● WHAT THE TASK REQUIRES: Print the entire listing below verbatim, line for line, without any alteration.

** start of DATA TO USE **

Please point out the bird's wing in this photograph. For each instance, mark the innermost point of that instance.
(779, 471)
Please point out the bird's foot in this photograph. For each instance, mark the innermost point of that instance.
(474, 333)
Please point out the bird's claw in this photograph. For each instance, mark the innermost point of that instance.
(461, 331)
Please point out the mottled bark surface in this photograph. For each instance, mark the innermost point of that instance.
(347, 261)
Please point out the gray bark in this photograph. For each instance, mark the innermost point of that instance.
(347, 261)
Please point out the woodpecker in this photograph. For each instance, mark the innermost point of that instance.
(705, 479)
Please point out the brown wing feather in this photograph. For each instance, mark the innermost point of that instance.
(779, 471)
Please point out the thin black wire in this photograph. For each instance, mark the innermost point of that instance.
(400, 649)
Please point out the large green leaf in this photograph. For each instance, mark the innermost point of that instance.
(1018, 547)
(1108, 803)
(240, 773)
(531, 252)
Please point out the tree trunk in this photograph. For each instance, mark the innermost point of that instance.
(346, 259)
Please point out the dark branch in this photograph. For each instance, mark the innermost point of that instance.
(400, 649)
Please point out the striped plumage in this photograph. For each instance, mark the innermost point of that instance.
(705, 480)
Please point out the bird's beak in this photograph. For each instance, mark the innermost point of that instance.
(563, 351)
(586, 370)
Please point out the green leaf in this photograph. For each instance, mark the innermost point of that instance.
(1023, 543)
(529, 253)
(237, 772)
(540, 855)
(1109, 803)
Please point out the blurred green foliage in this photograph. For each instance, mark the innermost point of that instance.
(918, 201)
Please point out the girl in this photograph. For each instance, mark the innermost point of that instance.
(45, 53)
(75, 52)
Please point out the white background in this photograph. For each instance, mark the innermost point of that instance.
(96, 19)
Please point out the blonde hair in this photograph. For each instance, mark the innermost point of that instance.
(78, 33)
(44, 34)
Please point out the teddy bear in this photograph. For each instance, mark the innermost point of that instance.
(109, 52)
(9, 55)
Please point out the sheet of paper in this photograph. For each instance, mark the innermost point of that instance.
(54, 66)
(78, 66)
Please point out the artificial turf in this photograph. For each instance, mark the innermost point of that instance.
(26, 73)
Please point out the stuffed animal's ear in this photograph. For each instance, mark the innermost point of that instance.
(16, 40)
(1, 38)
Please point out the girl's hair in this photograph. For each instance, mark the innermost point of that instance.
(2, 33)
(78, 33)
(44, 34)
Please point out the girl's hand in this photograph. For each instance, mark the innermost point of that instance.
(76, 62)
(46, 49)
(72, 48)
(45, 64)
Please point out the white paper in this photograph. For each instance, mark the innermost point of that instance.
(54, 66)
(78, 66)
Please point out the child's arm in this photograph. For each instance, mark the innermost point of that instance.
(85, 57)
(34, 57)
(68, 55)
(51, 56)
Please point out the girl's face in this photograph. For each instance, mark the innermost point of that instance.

** end of DATA TO USE **

● ANSWER FOR THIS EXERCISE:
Please point out the bird's wing in this photograph. For each instance, mark the innermost point of that instance.
(779, 471)
Please point out the bird's foot in this photograph. For each instance, mark the innermost point of that instance.
(474, 333)
Please point out the bird's claw in this photograph. For each instance, mark the innermost point of that instance.
(461, 331)
Please point out the mottled bark surface in this photograph. For each instance, mark the innermost point of that instance.
(347, 261)
Please point out the gray bark in this photograph. For each instance, mark the innermost point of that instance.
(347, 261)
Please point out the woodpecker in this photograph. For each instance, mark the innermost point of that instance.
(705, 479)
Please point out the brown wing feather in this photograph. For each instance, mark the innermost point of that instance.
(779, 471)
Please point out the thin black wire in this photograph. For each instance, mark the innermost point of that instance.
(400, 649)
Please point out the large green leaf in this photograph. For each instance, mark the innermost point of that instance.
(1018, 547)
(1108, 803)
(240, 773)
(531, 252)
Please point out the tree trunk in this photograph. For each instance, mark the innermost point of that instance.
(346, 259)
Please point out the dark branch in this photograph. For each instance, mark the innermost point of that instance.
(400, 649)
Please point out the striped plumage in this photograph. For each instance, mark the innermost point of that instance.
(705, 480)
Please point out the bird's beak in this photograph. For each instance, mark the innermost point of that instance.
(563, 351)
(586, 370)
Please point out the green leaf in this photograph. For each instance, mark the innermost point of that instance.
(1023, 543)
(529, 253)
(237, 772)
(540, 855)
(1109, 803)
Please point out the blurred green foliage in this photograph. For each instance, mark the innermost point of that instance.
(918, 201)
Please point out the girl in this photograph. For each instance, mark the innermost point of that instance.
(45, 53)
(75, 52)
Please point out the white background in this photograph. For each instance, mark the innermost point of that instance.
(96, 19)
Please point out the blonde hair in this photograph. For each instance, mark the innermost point of that instance.
(78, 33)
(44, 34)
Please point out the teddy bear in this photograph. For each instance, mark the innermost point of that instance.
(109, 52)
(9, 55)
Please point out the sheet of paper in this photograph. For each instance, mark the innermost point of that instance.
(54, 66)
(78, 66)
Please point out the artificial turf in this photograph. For each instance, mark the innermost point of that instance.
(26, 73)
Please point out the stuffed animal's ear in this photograph. For each instance, mark the innermost point of that instance.
(16, 40)
(1, 38)
Please point out the girl's hair in this photograph. For each instance, mark the innermost point of that instance.
(2, 33)
(78, 33)
(44, 34)
Please point out the girl's hand in this photograph. For each instance, mark the innermost point of that instance.
(76, 62)
(46, 49)
(72, 48)
(45, 64)
Please point out the white paper in this photograph. For each instance, mark the innermost point of that instance.
(54, 66)
(78, 66)
Please point out the child's arm in this photograph. For each instance, mark the innermost point of that instance.
(85, 57)
(34, 57)
(68, 55)
(51, 56)
Please point out the girl's face in this photograph. For each instance, mark the innermost point of that instance.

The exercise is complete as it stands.